START Data supplied

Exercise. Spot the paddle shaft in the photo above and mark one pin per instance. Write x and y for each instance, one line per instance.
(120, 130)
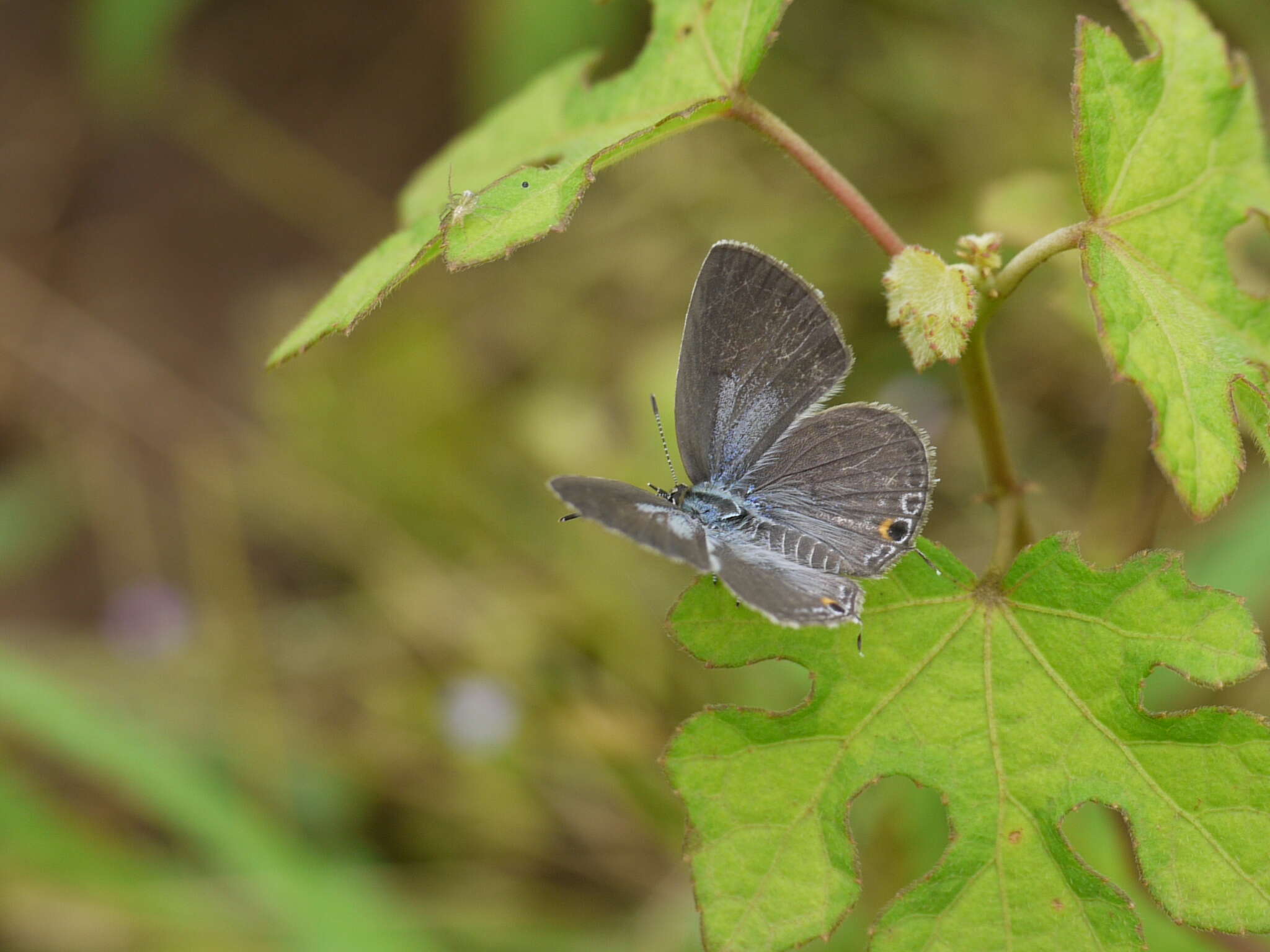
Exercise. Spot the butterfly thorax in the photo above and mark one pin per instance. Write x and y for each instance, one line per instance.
(711, 505)
(733, 511)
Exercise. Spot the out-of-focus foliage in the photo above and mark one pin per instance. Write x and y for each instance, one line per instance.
(308, 580)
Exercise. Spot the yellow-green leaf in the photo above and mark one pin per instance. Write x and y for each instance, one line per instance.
(528, 162)
(1018, 699)
(1171, 157)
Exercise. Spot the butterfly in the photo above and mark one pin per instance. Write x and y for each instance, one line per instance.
(785, 499)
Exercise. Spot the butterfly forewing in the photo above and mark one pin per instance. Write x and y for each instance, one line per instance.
(760, 348)
(856, 478)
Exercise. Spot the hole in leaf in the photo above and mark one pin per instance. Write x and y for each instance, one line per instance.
(773, 685)
(1248, 245)
(1101, 838)
(1165, 690)
(901, 831)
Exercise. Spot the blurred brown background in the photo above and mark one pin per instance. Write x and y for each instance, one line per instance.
(301, 659)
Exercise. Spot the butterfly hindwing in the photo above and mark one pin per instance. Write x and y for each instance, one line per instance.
(785, 592)
(760, 348)
(856, 477)
(639, 516)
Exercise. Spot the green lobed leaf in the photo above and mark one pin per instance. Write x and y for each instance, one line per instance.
(1171, 157)
(1018, 700)
(530, 161)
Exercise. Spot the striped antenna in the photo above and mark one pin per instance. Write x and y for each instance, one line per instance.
(660, 432)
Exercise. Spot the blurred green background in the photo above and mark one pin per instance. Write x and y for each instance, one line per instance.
(301, 660)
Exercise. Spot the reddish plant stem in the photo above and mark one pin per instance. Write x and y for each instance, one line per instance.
(769, 123)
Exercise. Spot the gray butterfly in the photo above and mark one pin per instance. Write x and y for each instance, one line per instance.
(785, 500)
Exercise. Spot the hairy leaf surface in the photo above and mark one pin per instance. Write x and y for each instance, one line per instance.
(528, 162)
(1171, 156)
(1018, 700)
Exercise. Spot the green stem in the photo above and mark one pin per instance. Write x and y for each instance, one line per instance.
(769, 123)
(1023, 263)
(1005, 490)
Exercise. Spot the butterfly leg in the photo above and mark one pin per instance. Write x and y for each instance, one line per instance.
(928, 560)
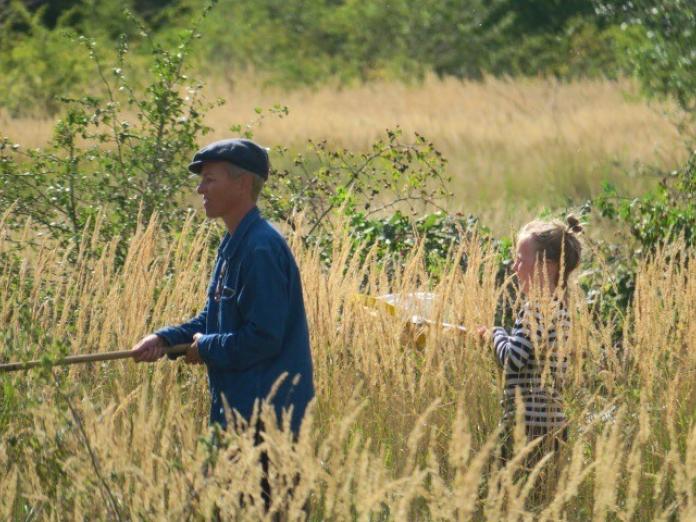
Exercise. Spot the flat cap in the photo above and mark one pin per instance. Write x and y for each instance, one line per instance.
(240, 152)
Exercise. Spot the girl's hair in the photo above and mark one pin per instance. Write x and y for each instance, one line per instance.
(555, 240)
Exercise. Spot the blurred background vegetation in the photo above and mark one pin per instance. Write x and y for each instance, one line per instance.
(307, 42)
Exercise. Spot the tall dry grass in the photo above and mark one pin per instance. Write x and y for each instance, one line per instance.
(397, 432)
(528, 142)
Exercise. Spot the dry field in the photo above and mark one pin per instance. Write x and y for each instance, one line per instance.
(398, 432)
(526, 143)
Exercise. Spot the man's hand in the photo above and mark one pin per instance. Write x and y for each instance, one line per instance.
(484, 333)
(149, 349)
(192, 355)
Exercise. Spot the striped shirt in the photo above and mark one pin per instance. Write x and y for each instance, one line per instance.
(533, 367)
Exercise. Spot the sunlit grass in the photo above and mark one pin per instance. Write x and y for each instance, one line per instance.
(398, 431)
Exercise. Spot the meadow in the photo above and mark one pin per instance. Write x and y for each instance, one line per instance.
(400, 430)
(525, 144)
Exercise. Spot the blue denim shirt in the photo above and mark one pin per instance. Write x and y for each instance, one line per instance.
(254, 325)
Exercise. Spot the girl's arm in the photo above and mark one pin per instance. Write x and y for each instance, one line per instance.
(513, 350)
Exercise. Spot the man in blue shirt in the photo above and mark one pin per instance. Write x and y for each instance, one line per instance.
(253, 329)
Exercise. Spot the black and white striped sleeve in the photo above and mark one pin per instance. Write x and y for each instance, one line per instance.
(516, 349)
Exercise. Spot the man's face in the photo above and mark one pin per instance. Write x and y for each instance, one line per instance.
(222, 192)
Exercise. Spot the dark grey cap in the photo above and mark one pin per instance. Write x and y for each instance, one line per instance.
(240, 152)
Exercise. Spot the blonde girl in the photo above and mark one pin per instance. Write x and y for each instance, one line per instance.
(547, 253)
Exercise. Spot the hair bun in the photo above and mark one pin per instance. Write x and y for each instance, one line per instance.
(574, 226)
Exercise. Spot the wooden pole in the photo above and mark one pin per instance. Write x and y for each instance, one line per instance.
(85, 358)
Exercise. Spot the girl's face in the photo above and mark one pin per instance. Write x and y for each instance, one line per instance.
(526, 267)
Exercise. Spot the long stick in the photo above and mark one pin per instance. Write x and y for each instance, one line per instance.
(88, 357)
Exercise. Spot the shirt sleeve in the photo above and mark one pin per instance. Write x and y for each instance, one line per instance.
(183, 333)
(516, 349)
(263, 303)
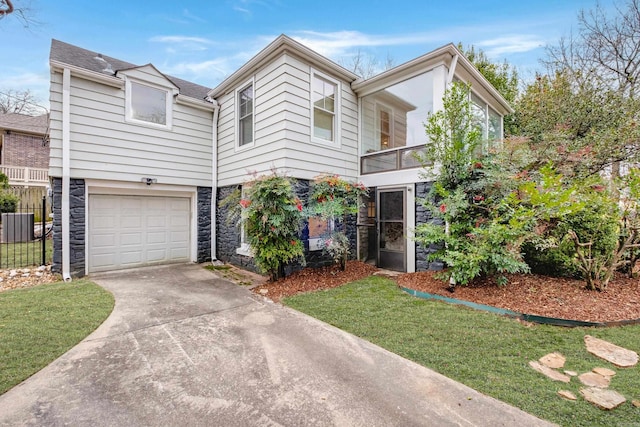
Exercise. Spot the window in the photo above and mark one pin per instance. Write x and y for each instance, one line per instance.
(245, 248)
(319, 229)
(148, 104)
(324, 105)
(245, 111)
(384, 127)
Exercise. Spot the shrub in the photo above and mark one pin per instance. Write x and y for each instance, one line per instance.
(332, 199)
(272, 216)
(8, 202)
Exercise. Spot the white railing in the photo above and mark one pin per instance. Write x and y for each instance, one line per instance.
(20, 175)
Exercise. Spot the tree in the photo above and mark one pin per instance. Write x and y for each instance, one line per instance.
(594, 77)
(19, 102)
(7, 8)
(606, 48)
(479, 228)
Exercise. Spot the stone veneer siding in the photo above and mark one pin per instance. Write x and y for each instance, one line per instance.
(77, 221)
(423, 216)
(228, 235)
(204, 224)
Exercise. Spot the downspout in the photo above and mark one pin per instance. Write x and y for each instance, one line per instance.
(66, 168)
(214, 178)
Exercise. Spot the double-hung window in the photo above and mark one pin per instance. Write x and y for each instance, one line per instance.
(325, 104)
(149, 104)
(385, 127)
(245, 112)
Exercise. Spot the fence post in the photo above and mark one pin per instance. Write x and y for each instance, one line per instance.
(43, 233)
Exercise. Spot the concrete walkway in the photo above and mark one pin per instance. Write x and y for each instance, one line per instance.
(184, 348)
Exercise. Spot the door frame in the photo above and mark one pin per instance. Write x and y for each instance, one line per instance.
(404, 191)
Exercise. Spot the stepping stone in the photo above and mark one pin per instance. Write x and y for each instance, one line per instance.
(603, 398)
(591, 379)
(550, 373)
(604, 372)
(553, 360)
(612, 353)
(566, 394)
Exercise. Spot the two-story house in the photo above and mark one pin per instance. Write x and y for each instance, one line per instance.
(140, 161)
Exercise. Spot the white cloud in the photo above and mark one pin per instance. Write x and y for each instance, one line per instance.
(509, 44)
(338, 43)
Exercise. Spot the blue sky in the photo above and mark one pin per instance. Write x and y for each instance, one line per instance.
(205, 41)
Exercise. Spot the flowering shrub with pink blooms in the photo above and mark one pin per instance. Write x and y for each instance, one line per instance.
(333, 199)
(272, 216)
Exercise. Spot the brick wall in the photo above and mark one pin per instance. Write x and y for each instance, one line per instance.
(25, 150)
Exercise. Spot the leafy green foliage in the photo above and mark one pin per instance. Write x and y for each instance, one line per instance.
(333, 199)
(272, 216)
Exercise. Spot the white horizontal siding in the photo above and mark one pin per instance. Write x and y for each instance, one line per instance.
(105, 146)
(282, 126)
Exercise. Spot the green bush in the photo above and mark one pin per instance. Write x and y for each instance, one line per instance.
(8, 202)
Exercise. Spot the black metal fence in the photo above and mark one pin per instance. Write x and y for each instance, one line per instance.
(26, 236)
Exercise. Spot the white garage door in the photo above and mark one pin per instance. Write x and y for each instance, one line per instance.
(132, 231)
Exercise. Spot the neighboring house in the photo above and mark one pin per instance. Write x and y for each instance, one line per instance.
(130, 144)
(24, 149)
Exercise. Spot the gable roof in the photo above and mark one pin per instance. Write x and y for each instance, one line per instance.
(452, 58)
(23, 123)
(107, 66)
(282, 44)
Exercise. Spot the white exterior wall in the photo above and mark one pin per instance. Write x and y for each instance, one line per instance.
(282, 125)
(105, 146)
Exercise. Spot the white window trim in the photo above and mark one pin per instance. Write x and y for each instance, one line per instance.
(171, 92)
(238, 147)
(337, 113)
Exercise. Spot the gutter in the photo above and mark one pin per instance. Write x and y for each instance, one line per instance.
(66, 169)
(214, 178)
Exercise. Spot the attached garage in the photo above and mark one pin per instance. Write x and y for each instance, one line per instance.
(128, 231)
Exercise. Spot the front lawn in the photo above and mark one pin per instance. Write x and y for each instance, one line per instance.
(484, 351)
(39, 324)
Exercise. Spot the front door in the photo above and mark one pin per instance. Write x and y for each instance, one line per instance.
(392, 242)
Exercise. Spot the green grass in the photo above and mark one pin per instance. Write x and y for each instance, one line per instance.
(19, 255)
(39, 324)
(487, 352)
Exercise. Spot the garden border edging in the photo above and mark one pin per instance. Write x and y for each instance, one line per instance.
(515, 315)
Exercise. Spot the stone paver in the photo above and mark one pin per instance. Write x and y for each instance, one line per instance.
(612, 353)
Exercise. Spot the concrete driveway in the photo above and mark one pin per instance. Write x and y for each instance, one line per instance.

END Data supplied

▶ _Problem details_
Copy exactly the lines from the one containing "Exercise. Spot the front door" through the last line of the records, both included, and nothing else.

▶ _Answer to this exercise_
Exercise. Spot the front door in the photo above and mark one pin per instance. Write x and y for each instance, one line per instance.
(392, 242)
Exercise. Spot the green grass in the photo above and mark one pin per instance. Write x and y for each instance, one line per instance.
(19, 255)
(39, 324)
(487, 352)
Exercise. Spot the garden border edging in the photo above and mark one pin per instance. Write x and y for each instance, one line per instance.
(515, 315)
Exercise. Spot the stone paver in the photo above and mark one pin per instance. Write x and y for each instance, one line per instance.
(612, 353)
Exercise. Spot the concrete driveway in the photo above and mark one pin per instance. Write x and y for each instance, one line per instance.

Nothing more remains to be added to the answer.